**Problem requirements**
Write each line out again exactly as written.

**Supplied information**
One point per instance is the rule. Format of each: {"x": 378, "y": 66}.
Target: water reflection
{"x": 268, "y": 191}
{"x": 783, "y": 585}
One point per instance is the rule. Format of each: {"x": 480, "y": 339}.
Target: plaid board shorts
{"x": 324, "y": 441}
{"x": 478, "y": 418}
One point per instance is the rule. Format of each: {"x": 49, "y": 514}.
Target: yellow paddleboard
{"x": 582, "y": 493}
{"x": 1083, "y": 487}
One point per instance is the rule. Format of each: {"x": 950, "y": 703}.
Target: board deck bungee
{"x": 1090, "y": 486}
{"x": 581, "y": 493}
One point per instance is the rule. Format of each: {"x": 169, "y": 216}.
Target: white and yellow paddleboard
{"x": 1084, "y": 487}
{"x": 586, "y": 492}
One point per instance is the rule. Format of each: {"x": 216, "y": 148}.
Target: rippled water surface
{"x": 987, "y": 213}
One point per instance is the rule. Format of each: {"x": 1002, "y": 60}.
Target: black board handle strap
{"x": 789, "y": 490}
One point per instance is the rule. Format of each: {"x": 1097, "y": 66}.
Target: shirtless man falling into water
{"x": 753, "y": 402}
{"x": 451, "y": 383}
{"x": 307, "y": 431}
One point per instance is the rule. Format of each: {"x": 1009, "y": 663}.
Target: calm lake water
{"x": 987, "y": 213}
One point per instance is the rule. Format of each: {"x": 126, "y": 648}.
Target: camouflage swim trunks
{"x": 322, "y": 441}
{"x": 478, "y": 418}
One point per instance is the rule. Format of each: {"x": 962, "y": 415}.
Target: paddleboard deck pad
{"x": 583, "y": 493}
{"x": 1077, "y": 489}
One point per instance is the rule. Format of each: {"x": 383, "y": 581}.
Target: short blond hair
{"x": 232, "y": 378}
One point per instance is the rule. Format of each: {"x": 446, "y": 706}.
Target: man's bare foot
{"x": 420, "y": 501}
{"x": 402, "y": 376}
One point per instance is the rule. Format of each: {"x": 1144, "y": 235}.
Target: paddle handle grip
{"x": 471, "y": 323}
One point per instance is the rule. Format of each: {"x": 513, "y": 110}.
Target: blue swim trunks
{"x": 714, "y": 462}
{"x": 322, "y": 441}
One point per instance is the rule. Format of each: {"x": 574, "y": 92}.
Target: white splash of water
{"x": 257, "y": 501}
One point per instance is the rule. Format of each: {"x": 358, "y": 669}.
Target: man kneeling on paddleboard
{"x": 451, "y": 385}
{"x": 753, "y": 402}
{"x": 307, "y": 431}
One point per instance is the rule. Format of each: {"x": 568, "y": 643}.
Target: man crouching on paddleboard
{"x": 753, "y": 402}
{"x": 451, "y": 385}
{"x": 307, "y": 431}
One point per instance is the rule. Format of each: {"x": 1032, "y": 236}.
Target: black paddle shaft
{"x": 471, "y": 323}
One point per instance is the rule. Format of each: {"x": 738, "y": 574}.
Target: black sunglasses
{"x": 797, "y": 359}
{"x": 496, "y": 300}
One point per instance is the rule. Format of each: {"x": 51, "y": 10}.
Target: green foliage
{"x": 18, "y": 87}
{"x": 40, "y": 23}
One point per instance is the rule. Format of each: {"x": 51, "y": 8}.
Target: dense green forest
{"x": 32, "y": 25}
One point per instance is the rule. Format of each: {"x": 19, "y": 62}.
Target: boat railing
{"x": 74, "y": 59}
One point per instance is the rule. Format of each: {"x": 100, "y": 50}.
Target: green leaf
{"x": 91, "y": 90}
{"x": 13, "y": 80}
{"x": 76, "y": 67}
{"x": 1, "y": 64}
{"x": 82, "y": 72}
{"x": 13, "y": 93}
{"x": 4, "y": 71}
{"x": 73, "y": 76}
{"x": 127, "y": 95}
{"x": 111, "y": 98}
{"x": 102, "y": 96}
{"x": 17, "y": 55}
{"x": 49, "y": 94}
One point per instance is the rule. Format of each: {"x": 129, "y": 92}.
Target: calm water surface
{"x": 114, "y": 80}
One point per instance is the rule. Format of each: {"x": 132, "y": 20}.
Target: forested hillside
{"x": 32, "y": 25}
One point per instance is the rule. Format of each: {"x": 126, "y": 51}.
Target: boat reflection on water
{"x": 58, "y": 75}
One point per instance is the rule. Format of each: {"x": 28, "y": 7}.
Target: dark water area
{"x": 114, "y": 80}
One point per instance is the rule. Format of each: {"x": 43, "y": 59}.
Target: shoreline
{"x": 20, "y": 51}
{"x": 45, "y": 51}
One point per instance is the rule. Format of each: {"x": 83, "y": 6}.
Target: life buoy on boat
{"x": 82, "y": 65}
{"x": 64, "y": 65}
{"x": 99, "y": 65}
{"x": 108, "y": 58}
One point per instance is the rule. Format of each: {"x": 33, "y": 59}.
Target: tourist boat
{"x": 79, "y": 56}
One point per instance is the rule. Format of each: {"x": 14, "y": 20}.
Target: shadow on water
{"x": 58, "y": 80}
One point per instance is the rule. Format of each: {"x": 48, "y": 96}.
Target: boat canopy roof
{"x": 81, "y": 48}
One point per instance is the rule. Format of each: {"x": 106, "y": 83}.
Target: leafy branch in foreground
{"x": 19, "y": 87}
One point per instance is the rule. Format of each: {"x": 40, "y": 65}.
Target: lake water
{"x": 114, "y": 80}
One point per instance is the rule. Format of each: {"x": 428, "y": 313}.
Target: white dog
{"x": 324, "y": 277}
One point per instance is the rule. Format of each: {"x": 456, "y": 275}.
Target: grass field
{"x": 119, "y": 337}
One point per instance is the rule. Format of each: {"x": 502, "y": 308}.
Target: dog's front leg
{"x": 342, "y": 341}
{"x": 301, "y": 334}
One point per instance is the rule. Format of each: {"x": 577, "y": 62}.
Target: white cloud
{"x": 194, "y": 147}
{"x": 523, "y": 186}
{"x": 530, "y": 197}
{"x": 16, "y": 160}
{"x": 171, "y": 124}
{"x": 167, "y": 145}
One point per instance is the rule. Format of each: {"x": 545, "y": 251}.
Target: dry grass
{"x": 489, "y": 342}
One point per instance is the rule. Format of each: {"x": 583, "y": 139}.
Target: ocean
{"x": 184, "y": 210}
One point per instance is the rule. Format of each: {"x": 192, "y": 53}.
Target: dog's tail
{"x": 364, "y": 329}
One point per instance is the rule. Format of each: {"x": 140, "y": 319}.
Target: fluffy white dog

**Exercise answer**
One point per instance is the rule. Format of each: {"x": 378, "y": 66}.
Target: water reflection
{"x": 268, "y": 191}
{"x": 783, "y": 585}
One point per instance is the rule. Format of each: {"x": 480, "y": 339}.
Target: plaid board shorts
{"x": 324, "y": 441}
{"x": 478, "y": 418}
One point per instance is the rule. Format of each: {"x": 49, "y": 514}.
Target: yellow paddleboard
{"x": 582, "y": 493}
{"x": 1083, "y": 487}
One point per instance is the rule. Format of each: {"x": 950, "y": 703}.
Target: board deck bungee
{"x": 1090, "y": 486}
{"x": 581, "y": 493}
One point per instance is the rule. Format of each: {"x": 169, "y": 216}.
Target: white and yellow paddleboard
{"x": 1084, "y": 487}
{"x": 586, "y": 492}
One point per instance is the rule. Format of each: {"x": 216, "y": 148}.
Target: rippled water surface
{"x": 987, "y": 213}
One point per instance is the rule. Format of each: {"x": 1002, "y": 60}.
Target: black board handle strap
{"x": 789, "y": 490}
One point per instance is the rule. Format of each: {"x": 1097, "y": 66}.
Target: shirtless man falling into water
{"x": 753, "y": 402}
{"x": 451, "y": 383}
{"x": 307, "y": 431}
One point per instance is the rule. Format of each: {"x": 1009, "y": 663}.
Target: calm lake water
{"x": 987, "y": 213}
One point per instance is the rule. Format of each: {"x": 126, "y": 648}.
Target: camouflage swim trunks
{"x": 322, "y": 441}
{"x": 478, "y": 418}
One point per instance is the rule. Format of each: {"x": 962, "y": 415}.
Target: paddleboard deck pad
{"x": 583, "y": 493}
{"x": 1077, "y": 489}
One point per instance is the rule. Format of each: {"x": 383, "y": 581}.
Target: short blond hair
{"x": 232, "y": 378}
One point per instance is the rule. Format of each: {"x": 446, "y": 706}.
Target: man's bare foot
{"x": 420, "y": 501}
{"x": 402, "y": 376}
One point per instance is the rule. Format of each: {"x": 1144, "y": 235}.
Target: paddle handle grip
{"x": 471, "y": 323}
One point per instance is the rule. Format of each: {"x": 513, "y": 110}.
Target: blue swim trunks
{"x": 714, "y": 462}
{"x": 322, "y": 441}
One point per instance is the rule. Format of each: {"x": 574, "y": 92}.
Target: white splash of water
{"x": 257, "y": 501}
One point per instance is the rule. Format of each: {"x": 358, "y": 669}.
Target: man kneeling on paddleboard
{"x": 451, "y": 385}
{"x": 753, "y": 402}
{"x": 307, "y": 431}
One point per instance is the rule. Format of each: {"x": 568, "y": 643}.
Target: man crouching on paddleboard
{"x": 753, "y": 402}
{"x": 451, "y": 385}
{"x": 307, "y": 431}
One point per instance is the rule. Format of each: {"x": 1032, "y": 236}.
Target: black paddle shaft
{"x": 471, "y": 323}
One point per instance is the rule. Format of each: {"x": 738, "y": 574}.
Target: black sunglasses
{"x": 797, "y": 359}
{"x": 496, "y": 300}
One point per instance is the rule. Format of each: {"x": 51, "y": 10}.
Target: green foliage
{"x": 18, "y": 87}
{"x": 40, "y": 23}
One point per instance is the rule. Format of each: {"x": 51, "y": 8}.
Target: dense green forest
{"x": 32, "y": 25}
One point per instance is the rule. Format of each: {"x": 19, "y": 62}.
Target: boat railing
{"x": 74, "y": 59}
One point per instance is the rule. Format of each: {"x": 100, "y": 50}.
Target: green leaf
{"x": 91, "y": 90}
{"x": 13, "y": 80}
{"x": 76, "y": 67}
{"x": 1, "y": 64}
{"x": 82, "y": 72}
{"x": 13, "y": 93}
{"x": 4, "y": 71}
{"x": 73, "y": 76}
{"x": 127, "y": 95}
{"x": 111, "y": 98}
{"x": 102, "y": 96}
{"x": 17, "y": 55}
{"x": 49, "y": 94}
One point per instance is the rule. Format of each: {"x": 129, "y": 92}.
Target: calm water surface
{"x": 114, "y": 80}
One point per instance is the rule. Format of each: {"x": 132, "y": 20}.
Target: forested hillside
{"x": 32, "y": 25}
One point per instance is the rule. Format of each: {"x": 126, "y": 51}.
Target: boat reflection on water
{"x": 58, "y": 75}
One point per instance is the rule. Format of each: {"x": 28, "y": 7}.
Target: dark water area
{"x": 114, "y": 80}
One point per instance is the rule. Format of each: {"x": 43, "y": 59}.
Target: shoreline
{"x": 20, "y": 51}
{"x": 45, "y": 51}
One point per instance is the rule. Format of each: {"x": 83, "y": 6}.
Target: life buoy on boat
{"x": 82, "y": 65}
{"x": 64, "y": 65}
{"x": 99, "y": 65}
{"x": 108, "y": 58}
One point per instance is the rule. Format of each: {"x": 33, "y": 59}.
Target: tourist boat
{"x": 79, "y": 56}
One point per instance is the rule. Format of each: {"x": 14, "y": 20}.
Target: shadow on water
{"x": 58, "y": 80}
One point per instance is the rule. Format of each: {"x": 48, "y": 96}.
Target: boat canopy roof
{"x": 81, "y": 48}
One point per instance is the rule. Format of each: {"x": 106, "y": 83}.
Target: leafy branch in foreground
{"x": 19, "y": 87}
One point per instance is the rule. Format of each: {"x": 40, "y": 65}.
Target: lake water
{"x": 114, "y": 80}
One point per instance is the rule. Format of each: {"x": 428, "y": 313}.
Target: white dog
{"x": 324, "y": 277}
One point per instance is the rule. Format of each: {"x": 456, "y": 275}.
Target: grass field
{"x": 119, "y": 337}
One point per instance is the rule. Format of each: {"x": 502, "y": 308}.
Target: dog's front leg
{"x": 342, "y": 341}
{"x": 301, "y": 334}
One point per instance is the rule. Format of each: {"x": 577, "y": 62}.
Target: white cloud
{"x": 194, "y": 147}
{"x": 523, "y": 186}
{"x": 530, "y": 197}
{"x": 16, "y": 160}
{"x": 171, "y": 124}
{"x": 167, "y": 145}
One point per instance is the rule. Format of each: {"x": 545, "y": 251}.
Target: dry grass
{"x": 489, "y": 342}
One point per instance is the rule. Format of each: {"x": 583, "y": 139}.
Target: ocean
{"x": 184, "y": 210}
One point per instance is the rule. Format of each: {"x": 192, "y": 53}.
Target: dog's tail
{"x": 364, "y": 329}
One point per instance is the rule. Format of each: {"x": 140, "y": 319}.
Target: fluffy white dog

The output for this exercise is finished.